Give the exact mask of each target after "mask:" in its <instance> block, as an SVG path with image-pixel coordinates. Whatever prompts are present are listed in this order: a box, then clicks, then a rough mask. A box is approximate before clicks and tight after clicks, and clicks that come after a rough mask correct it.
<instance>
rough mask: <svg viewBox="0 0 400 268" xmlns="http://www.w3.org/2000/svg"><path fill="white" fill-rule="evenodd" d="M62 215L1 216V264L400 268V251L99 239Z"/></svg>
════════════════════
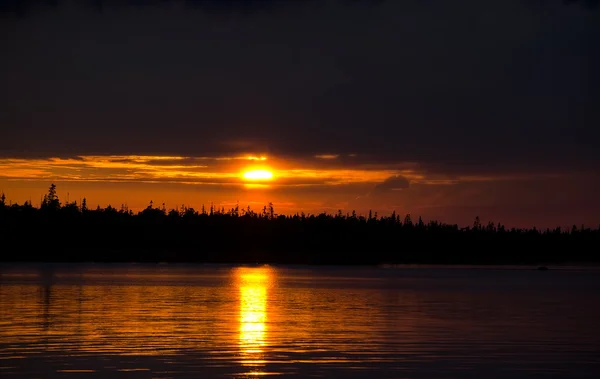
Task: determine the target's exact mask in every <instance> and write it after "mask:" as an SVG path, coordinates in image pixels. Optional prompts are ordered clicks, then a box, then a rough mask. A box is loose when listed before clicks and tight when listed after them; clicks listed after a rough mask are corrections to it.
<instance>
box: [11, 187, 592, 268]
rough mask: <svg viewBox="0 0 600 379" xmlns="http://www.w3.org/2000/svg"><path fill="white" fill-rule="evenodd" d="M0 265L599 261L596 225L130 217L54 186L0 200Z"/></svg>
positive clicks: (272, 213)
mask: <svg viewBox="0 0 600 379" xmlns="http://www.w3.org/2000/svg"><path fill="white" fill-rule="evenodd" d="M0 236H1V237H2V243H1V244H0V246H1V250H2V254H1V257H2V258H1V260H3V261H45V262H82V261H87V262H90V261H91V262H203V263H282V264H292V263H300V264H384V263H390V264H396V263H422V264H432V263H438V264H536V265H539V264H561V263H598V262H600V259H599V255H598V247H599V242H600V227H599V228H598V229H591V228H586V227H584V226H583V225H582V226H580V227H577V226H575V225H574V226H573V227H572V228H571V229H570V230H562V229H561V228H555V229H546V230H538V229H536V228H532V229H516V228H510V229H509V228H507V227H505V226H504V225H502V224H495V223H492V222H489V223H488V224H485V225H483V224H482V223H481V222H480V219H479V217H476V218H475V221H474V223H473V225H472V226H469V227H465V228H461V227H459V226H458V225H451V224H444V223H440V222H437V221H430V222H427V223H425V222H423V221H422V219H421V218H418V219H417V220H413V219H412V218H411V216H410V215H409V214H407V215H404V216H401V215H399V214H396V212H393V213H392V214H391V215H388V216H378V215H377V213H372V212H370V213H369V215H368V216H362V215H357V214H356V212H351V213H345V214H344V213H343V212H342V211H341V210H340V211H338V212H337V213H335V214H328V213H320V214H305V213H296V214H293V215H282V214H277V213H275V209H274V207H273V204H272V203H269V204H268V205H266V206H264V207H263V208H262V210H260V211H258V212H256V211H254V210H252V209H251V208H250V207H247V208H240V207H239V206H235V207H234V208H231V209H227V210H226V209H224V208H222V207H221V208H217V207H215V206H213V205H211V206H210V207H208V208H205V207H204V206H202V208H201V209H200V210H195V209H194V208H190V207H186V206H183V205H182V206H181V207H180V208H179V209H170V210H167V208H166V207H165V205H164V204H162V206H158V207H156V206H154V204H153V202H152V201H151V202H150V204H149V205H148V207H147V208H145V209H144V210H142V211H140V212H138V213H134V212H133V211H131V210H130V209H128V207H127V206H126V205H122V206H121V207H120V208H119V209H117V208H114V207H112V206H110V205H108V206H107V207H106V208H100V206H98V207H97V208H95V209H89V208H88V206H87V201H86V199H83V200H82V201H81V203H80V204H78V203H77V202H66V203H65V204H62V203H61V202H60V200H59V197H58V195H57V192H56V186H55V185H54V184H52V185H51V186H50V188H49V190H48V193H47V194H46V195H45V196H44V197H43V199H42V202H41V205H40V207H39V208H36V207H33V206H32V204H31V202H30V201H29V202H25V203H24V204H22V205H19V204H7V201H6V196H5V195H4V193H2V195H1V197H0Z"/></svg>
════════════════════
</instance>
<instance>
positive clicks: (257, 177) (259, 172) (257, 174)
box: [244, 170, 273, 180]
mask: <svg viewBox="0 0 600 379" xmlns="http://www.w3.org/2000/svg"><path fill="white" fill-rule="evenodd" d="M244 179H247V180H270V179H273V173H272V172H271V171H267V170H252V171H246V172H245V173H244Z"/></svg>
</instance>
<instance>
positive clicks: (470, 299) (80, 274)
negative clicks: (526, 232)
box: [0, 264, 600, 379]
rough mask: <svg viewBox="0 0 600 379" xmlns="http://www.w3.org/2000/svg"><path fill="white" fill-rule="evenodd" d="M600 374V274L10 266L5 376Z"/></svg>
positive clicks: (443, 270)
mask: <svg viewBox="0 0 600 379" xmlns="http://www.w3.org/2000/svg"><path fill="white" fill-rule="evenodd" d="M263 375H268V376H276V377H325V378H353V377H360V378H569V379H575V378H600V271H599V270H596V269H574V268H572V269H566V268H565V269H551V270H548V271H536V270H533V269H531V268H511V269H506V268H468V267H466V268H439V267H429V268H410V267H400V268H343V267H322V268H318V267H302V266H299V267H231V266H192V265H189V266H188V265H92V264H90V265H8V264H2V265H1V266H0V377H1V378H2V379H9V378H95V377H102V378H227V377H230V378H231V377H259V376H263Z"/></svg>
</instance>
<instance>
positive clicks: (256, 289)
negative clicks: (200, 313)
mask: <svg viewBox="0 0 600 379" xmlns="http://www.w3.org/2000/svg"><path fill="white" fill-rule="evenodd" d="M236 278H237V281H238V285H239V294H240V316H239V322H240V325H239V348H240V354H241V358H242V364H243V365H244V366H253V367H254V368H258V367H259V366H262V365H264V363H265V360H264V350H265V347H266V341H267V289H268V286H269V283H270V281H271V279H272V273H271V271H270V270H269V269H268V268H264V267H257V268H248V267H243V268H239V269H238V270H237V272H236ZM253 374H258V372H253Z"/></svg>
════════════════════
> [REQUEST]
List every line in the data above that contains the string "negative", copying each such line in full. Case matters when matching.

> [SOLUTION TO THE EXERCISE]
negative clicks: (526, 232)
negative clicks: (200, 313)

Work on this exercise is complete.